>>>>>
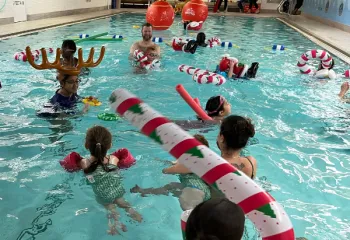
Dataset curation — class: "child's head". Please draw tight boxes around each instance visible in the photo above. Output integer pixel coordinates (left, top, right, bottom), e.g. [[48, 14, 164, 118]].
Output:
[[146, 46, 158, 61], [186, 198, 245, 240], [217, 115, 255, 150], [193, 134, 209, 147], [85, 126, 112, 173], [318, 58, 335, 70], [197, 32, 205, 44], [62, 40, 77, 59], [205, 96, 231, 117]]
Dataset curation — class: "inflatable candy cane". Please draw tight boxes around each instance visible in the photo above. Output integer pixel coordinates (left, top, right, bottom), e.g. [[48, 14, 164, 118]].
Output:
[[110, 89, 295, 240]]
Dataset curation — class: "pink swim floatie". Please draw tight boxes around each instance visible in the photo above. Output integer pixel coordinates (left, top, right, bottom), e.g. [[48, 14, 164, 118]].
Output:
[[60, 152, 83, 172], [112, 148, 136, 168]]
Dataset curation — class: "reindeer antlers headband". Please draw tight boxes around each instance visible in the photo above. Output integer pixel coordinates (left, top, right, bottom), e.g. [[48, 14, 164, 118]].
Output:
[[26, 46, 106, 76]]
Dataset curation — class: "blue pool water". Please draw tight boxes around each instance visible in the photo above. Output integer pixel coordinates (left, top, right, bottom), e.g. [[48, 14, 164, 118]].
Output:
[[0, 14, 350, 240]]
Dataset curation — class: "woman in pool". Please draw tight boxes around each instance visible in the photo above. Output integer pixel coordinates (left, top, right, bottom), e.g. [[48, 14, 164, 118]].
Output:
[[215, 56, 259, 79], [130, 134, 211, 210], [217, 115, 257, 179], [80, 126, 142, 235]]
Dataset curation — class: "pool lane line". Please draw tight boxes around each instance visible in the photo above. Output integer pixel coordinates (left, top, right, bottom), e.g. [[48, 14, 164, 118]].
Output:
[[276, 18, 350, 64], [0, 11, 128, 40]]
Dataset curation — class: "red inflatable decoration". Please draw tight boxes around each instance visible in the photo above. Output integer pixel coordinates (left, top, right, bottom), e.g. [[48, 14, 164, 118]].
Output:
[[146, 0, 175, 30], [181, 0, 208, 22]]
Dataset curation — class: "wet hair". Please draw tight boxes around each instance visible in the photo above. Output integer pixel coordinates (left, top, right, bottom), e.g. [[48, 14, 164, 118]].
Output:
[[196, 32, 205, 45], [186, 198, 245, 240], [205, 96, 224, 117], [141, 23, 153, 31], [62, 40, 77, 53], [193, 134, 209, 147], [220, 115, 255, 150], [84, 126, 115, 173]]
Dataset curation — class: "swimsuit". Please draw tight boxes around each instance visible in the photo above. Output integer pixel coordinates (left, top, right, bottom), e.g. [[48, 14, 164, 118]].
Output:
[[179, 173, 210, 201], [86, 159, 125, 204]]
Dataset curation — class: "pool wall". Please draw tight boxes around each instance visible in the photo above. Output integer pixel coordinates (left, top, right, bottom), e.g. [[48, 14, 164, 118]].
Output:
[[0, 0, 111, 25], [303, 0, 350, 32]]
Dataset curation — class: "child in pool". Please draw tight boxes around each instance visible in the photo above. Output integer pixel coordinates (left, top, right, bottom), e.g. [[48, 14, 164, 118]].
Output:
[[174, 96, 231, 131], [215, 56, 259, 78], [130, 134, 211, 210], [80, 126, 142, 235]]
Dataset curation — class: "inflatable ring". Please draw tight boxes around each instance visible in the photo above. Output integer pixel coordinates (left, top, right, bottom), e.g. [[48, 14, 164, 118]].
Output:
[[109, 89, 295, 240], [83, 96, 101, 107], [97, 113, 120, 121], [192, 72, 226, 86], [297, 49, 332, 74]]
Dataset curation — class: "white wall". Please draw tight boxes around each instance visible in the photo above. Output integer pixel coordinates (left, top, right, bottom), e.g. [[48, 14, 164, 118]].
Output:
[[0, 0, 110, 19]]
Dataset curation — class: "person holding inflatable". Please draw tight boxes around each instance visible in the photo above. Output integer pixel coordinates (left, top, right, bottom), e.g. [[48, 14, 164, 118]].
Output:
[[130, 134, 211, 210], [216, 115, 257, 179], [130, 23, 160, 58], [81, 126, 142, 235], [215, 55, 259, 79], [185, 198, 245, 240]]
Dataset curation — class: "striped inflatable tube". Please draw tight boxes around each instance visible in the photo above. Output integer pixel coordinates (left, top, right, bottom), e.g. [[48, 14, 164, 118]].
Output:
[[152, 37, 163, 43], [79, 33, 90, 38], [297, 49, 332, 74], [221, 42, 233, 48], [272, 44, 285, 51], [178, 64, 210, 75], [109, 89, 295, 240], [192, 72, 226, 86]]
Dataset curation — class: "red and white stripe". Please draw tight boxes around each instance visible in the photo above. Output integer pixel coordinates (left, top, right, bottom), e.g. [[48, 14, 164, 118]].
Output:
[[178, 64, 210, 75], [192, 72, 226, 86], [111, 89, 295, 240], [297, 49, 332, 74]]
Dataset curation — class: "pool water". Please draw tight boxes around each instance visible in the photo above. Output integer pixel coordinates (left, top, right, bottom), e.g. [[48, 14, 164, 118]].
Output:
[[0, 14, 350, 240]]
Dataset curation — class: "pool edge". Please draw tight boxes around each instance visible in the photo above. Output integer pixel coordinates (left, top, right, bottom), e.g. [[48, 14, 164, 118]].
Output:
[[276, 17, 350, 64]]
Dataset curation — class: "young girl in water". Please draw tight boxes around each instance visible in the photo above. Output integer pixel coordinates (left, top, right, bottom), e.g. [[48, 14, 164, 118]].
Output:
[[130, 134, 211, 210], [80, 126, 142, 235]]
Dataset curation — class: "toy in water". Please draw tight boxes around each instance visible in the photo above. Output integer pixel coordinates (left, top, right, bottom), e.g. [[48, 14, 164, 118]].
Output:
[[178, 64, 226, 86], [146, 0, 175, 30], [175, 84, 213, 120], [13, 48, 53, 62], [59, 152, 83, 172], [26, 46, 106, 76], [112, 148, 136, 168], [83, 96, 102, 107], [152, 37, 163, 43], [181, 0, 208, 22], [59, 148, 136, 172], [218, 54, 259, 78], [73, 32, 108, 43], [110, 89, 295, 240], [297, 49, 333, 74], [97, 113, 120, 121], [133, 49, 161, 70]]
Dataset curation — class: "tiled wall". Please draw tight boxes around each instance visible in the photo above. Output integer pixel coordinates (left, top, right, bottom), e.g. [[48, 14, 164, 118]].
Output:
[[302, 0, 350, 26], [0, 0, 111, 19]]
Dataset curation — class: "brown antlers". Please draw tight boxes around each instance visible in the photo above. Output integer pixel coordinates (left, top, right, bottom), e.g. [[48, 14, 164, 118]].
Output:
[[26, 46, 106, 76]]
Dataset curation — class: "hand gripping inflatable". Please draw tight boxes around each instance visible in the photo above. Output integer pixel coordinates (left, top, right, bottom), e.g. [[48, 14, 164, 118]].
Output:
[[110, 89, 295, 240], [297, 49, 332, 74]]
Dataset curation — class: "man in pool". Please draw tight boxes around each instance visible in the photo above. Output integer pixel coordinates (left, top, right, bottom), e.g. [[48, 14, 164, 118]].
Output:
[[130, 23, 160, 58]]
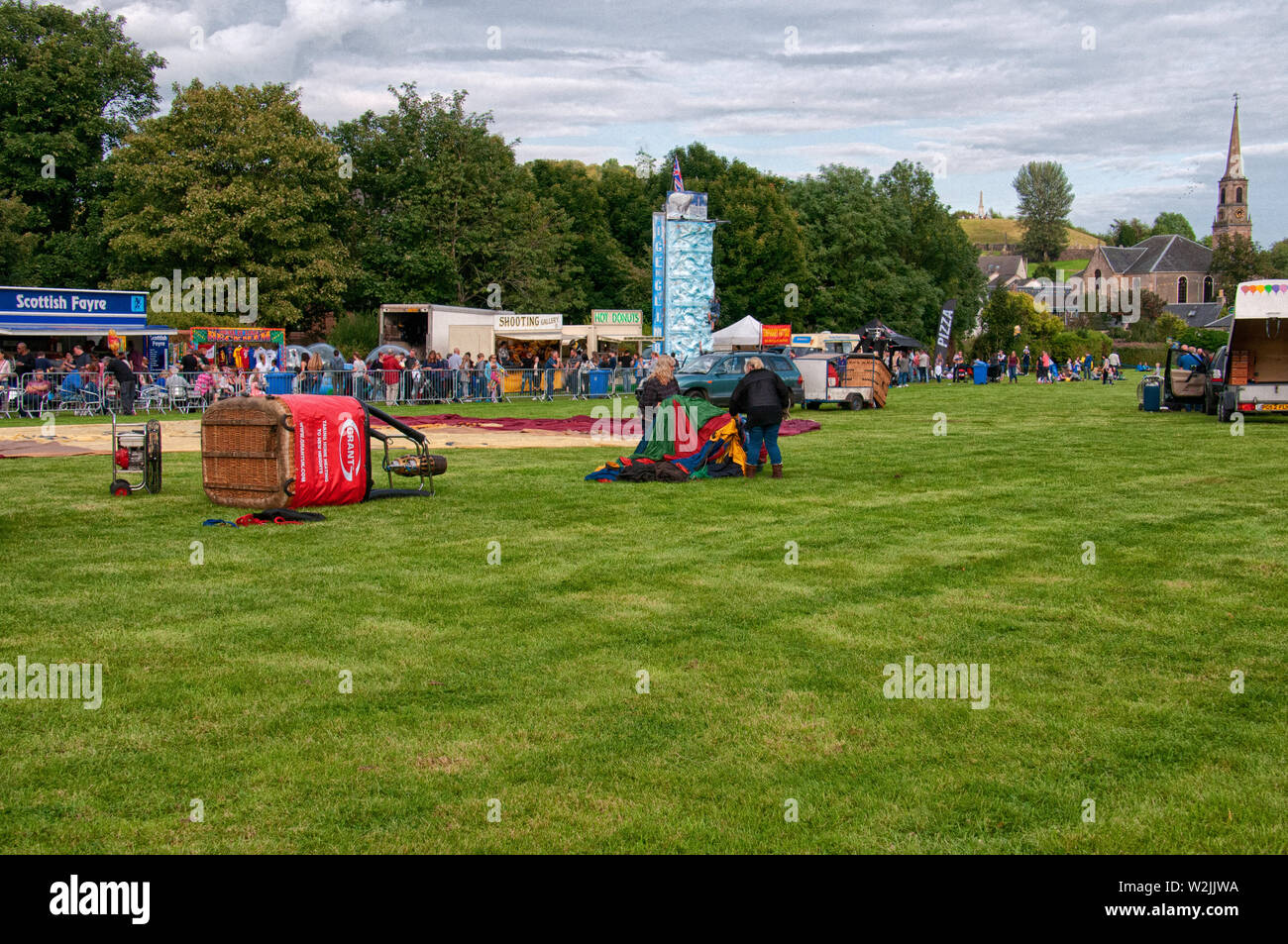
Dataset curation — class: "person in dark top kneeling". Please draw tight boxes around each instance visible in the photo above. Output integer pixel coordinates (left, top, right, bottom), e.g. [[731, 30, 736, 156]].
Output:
[[729, 357, 793, 479]]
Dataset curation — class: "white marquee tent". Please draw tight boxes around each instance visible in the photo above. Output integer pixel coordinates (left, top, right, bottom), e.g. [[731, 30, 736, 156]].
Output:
[[711, 314, 760, 351]]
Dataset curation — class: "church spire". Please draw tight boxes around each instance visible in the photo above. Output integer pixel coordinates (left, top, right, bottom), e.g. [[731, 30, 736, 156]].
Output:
[[1225, 93, 1243, 177], [1212, 95, 1252, 244]]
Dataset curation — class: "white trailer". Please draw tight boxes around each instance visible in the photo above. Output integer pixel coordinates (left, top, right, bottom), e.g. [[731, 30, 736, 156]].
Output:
[[1218, 279, 1288, 421]]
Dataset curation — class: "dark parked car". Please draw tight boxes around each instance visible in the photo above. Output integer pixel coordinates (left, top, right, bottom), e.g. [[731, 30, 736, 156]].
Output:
[[675, 351, 805, 406]]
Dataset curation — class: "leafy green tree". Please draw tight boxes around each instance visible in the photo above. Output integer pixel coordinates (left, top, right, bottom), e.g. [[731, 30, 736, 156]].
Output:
[[1108, 216, 1153, 246], [1012, 161, 1073, 262], [1259, 240, 1288, 278], [1149, 213, 1194, 240], [527, 161, 638, 323], [1212, 233, 1263, 303], [103, 81, 352, 327], [326, 312, 380, 357], [876, 161, 984, 339], [0, 191, 40, 277], [790, 163, 897, 331], [331, 85, 577, 312], [0, 3, 164, 287], [790, 163, 984, 344]]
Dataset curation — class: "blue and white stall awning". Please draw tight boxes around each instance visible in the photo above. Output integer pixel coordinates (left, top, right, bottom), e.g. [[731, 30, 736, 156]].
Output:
[[0, 286, 175, 338]]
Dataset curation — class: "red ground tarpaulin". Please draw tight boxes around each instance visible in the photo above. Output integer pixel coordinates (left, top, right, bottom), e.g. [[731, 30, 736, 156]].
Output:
[[371, 413, 821, 435]]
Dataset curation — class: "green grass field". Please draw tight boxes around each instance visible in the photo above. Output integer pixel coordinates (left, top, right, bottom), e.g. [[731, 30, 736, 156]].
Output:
[[0, 377, 1288, 853], [957, 216, 1104, 246]]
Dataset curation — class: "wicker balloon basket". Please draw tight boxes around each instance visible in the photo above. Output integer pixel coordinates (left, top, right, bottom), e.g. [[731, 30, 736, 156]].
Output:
[[201, 394, 447, 509]]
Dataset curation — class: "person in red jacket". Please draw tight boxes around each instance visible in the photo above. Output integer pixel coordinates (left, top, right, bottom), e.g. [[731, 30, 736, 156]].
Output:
[[380, 351, 402, 407]]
<<<<<
#### What is being asked
Pick out each line of the material above that contains the word "antlers", treating uppercase and lowercase as different.

#### Full output
Dataset curation — class: "reindeer antlers headband". Please draw tight boxes around each instance visible in the photo above. Output integer pixel coordinates (left, top, right, bottom), e.g. [[48, 14, 164, 118]].
Dataset curation — class: "brown antlers". Please draw tight boxes around each instance visible in the photo above. Output integer pixel coordinates (left, top, right, bottom), e.g. [[48, 14, 164, 118]].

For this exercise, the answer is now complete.